Tech & Gadgets

Has the Earth ever completely frozen? New evidence found in Colorado Rocks

New research into unique sandstone formations in the Colorado Rocky Mountains may confirm that Earth experienced a massive, planet-wide freeze known as ‘Snowball Earth’. About 700 million years ago, the Earth’s surface was covered in ice, creating an extreme climate in which early life not only survived but later developed into complex multicellular organisms.

For decades, the Snowball Earth hypothesis was mainly supported by coastal sedimentary rocks and climate models. But solid evidence that ice sheets reach the planet’s equatorial interior has remained elusive until now. The recent study, published in the Proceedings of the National Academy of Sciences, identifies unusual sandstone deposits called Tava, found in the Pikes Peak granite formations in Colorado. These sandstones likely formed under the pressure of ice sheets, supporting the Snowball Earth theory with new geological evidence.

Saved entries:
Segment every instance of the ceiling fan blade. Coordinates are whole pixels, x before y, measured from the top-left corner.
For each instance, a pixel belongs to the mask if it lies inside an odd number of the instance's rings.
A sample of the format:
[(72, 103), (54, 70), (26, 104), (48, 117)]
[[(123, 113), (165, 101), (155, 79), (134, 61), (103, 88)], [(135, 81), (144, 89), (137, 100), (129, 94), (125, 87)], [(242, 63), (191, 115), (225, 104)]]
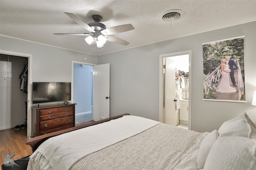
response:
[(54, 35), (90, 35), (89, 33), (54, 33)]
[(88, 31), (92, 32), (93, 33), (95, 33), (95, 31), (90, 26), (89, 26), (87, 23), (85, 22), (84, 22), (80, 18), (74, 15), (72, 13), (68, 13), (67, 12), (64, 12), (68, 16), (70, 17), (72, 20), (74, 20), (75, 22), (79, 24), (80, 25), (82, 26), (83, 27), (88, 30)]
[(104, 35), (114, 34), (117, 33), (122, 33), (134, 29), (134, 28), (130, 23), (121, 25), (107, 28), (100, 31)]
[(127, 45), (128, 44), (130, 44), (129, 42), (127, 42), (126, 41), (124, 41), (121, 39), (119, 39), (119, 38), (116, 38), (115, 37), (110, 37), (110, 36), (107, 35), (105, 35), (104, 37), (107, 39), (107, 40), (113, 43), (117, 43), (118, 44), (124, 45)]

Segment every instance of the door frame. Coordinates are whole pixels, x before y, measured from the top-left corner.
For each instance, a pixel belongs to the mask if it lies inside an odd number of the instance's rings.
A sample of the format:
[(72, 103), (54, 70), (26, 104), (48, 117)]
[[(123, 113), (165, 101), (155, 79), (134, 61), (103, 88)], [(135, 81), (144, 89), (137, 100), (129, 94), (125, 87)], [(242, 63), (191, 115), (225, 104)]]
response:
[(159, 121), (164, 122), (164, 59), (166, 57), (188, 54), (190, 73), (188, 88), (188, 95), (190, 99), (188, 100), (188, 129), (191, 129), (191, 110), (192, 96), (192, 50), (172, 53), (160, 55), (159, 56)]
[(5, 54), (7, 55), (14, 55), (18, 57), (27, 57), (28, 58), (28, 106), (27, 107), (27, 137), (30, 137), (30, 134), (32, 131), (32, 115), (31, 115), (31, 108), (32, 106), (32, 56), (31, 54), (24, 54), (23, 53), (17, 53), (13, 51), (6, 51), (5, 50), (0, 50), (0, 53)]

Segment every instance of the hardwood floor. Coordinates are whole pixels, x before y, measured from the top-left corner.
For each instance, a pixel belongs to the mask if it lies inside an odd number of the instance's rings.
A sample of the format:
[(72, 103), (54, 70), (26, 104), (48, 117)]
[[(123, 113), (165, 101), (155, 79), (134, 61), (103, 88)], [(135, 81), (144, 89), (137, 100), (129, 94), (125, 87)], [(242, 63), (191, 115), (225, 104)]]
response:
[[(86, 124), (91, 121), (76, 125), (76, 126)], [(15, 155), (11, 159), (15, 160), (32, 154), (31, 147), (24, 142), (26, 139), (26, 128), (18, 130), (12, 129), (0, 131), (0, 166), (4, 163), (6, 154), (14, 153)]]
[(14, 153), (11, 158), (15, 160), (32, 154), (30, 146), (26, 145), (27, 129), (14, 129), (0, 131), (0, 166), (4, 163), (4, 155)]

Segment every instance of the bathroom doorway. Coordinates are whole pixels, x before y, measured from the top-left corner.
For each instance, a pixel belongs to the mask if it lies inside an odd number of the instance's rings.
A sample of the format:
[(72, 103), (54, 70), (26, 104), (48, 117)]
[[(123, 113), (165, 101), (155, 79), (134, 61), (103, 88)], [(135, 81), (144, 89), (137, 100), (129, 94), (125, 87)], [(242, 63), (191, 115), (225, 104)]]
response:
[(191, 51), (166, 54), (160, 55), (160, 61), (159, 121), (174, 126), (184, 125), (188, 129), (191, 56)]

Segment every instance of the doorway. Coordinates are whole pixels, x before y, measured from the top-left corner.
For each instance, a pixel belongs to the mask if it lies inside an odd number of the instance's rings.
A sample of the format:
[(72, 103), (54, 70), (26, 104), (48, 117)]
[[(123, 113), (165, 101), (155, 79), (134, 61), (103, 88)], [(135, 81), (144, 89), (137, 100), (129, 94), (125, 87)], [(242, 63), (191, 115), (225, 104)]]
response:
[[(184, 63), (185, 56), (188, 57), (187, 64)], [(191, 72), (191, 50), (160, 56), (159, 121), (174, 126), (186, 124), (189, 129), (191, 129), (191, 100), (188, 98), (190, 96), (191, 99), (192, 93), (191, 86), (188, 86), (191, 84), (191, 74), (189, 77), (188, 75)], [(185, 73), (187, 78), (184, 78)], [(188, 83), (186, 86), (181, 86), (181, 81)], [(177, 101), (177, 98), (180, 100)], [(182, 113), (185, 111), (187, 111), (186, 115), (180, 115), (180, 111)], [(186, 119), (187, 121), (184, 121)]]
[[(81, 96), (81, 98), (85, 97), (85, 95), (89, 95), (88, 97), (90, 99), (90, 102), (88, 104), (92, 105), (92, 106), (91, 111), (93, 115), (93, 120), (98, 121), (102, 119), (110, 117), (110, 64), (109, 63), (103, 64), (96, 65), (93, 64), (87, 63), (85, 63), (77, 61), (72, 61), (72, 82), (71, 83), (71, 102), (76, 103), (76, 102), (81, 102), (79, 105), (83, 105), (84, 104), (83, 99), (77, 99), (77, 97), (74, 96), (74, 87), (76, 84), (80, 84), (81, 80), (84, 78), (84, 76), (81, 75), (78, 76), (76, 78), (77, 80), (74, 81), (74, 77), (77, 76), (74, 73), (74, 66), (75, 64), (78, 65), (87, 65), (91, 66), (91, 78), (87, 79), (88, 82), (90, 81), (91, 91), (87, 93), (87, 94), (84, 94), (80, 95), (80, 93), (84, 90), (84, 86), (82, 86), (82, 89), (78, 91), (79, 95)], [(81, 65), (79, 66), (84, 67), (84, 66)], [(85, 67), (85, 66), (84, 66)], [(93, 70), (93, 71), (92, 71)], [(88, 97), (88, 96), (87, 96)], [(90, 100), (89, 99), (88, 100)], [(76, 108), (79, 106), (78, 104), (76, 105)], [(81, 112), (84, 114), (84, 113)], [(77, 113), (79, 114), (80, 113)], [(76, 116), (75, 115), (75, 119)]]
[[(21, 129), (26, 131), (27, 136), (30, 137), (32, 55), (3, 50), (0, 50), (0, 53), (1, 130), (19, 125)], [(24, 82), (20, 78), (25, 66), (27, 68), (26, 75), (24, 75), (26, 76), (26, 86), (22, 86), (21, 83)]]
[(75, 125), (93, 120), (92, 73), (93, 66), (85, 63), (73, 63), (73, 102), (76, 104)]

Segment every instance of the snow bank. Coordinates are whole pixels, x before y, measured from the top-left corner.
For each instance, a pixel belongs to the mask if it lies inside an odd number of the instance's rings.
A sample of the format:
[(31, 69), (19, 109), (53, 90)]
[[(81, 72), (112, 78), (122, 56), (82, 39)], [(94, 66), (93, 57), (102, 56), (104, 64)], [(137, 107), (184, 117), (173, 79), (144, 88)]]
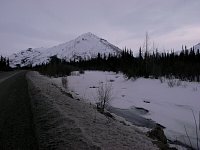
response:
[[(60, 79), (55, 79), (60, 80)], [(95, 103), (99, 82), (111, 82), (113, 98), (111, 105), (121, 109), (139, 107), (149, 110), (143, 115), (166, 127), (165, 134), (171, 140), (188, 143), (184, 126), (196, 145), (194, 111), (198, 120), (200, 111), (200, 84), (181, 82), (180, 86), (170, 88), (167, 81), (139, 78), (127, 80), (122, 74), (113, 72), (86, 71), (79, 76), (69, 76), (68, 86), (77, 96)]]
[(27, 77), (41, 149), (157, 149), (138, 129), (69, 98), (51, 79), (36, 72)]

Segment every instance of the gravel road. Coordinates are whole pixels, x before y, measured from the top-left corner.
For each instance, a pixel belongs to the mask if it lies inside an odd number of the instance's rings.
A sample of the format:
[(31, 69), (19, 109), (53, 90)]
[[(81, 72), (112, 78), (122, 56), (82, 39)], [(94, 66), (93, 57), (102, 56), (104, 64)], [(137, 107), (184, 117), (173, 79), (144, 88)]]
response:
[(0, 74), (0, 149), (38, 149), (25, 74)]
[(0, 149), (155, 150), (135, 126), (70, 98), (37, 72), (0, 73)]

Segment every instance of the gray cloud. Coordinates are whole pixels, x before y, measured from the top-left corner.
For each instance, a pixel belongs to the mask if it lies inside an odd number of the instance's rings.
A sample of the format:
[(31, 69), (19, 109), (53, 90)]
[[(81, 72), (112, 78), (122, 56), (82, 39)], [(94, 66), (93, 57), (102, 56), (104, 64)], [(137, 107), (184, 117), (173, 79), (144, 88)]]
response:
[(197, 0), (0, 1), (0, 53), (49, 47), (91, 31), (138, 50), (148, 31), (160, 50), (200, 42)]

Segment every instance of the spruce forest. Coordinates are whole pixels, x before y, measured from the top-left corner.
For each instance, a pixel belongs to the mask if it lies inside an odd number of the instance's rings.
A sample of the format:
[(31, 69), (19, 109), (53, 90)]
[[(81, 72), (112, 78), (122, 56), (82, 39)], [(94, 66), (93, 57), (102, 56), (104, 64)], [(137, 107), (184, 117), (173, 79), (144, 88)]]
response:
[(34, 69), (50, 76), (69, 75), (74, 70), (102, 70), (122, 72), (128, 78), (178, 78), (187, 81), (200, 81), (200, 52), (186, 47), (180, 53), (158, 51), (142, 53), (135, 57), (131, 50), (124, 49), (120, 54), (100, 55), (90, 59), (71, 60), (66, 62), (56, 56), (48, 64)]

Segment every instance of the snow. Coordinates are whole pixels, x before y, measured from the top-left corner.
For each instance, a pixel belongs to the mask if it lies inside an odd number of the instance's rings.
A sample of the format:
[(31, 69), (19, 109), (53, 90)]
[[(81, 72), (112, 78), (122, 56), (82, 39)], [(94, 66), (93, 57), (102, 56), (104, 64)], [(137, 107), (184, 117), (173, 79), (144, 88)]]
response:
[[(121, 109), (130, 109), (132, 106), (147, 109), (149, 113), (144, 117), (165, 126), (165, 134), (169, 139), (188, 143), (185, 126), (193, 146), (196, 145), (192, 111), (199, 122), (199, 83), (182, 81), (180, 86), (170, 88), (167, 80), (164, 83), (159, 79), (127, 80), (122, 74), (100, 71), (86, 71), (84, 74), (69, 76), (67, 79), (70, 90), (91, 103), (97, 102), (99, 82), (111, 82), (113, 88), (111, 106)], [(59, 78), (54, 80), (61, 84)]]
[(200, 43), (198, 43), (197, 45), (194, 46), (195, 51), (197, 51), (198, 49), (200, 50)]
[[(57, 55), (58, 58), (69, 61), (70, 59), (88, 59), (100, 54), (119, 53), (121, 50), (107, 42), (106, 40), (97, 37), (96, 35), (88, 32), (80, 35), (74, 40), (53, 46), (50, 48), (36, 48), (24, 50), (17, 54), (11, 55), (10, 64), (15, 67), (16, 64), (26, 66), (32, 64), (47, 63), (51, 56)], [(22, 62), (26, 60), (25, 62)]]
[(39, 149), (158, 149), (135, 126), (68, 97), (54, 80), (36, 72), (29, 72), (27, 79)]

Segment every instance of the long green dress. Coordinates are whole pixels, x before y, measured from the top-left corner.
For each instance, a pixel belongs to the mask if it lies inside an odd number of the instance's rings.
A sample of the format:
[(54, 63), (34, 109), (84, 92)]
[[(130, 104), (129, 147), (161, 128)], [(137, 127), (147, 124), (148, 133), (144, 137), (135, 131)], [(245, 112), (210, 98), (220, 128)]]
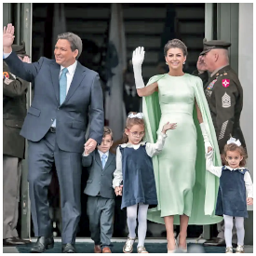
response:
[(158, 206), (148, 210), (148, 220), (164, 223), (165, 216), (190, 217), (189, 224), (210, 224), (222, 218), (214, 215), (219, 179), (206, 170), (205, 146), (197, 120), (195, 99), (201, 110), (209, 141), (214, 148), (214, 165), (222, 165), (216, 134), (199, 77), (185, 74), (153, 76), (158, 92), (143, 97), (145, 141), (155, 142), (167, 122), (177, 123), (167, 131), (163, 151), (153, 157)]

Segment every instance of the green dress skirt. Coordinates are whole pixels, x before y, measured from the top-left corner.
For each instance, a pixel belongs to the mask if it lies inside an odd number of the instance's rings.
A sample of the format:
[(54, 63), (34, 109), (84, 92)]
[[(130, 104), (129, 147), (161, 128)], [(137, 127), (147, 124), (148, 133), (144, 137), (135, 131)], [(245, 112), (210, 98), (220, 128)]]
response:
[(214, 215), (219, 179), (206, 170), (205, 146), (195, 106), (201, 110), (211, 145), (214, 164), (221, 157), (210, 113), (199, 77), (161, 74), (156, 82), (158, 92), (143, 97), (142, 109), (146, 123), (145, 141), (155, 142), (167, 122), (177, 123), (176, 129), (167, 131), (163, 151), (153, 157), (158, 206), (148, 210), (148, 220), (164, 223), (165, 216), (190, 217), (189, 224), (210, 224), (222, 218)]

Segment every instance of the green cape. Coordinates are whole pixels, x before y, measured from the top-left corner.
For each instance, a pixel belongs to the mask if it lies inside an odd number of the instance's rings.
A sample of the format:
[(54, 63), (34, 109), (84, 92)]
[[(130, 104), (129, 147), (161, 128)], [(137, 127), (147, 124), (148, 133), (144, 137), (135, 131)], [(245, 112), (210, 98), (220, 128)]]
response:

Exercise directions: In the Snowball Earth article, what name is given to the unusual sandstone deposits found in Colorado's Pikes Peak granite formations? Rely only on the Snowball Earth article for your answer.

Answer to this problem: They are called Tava.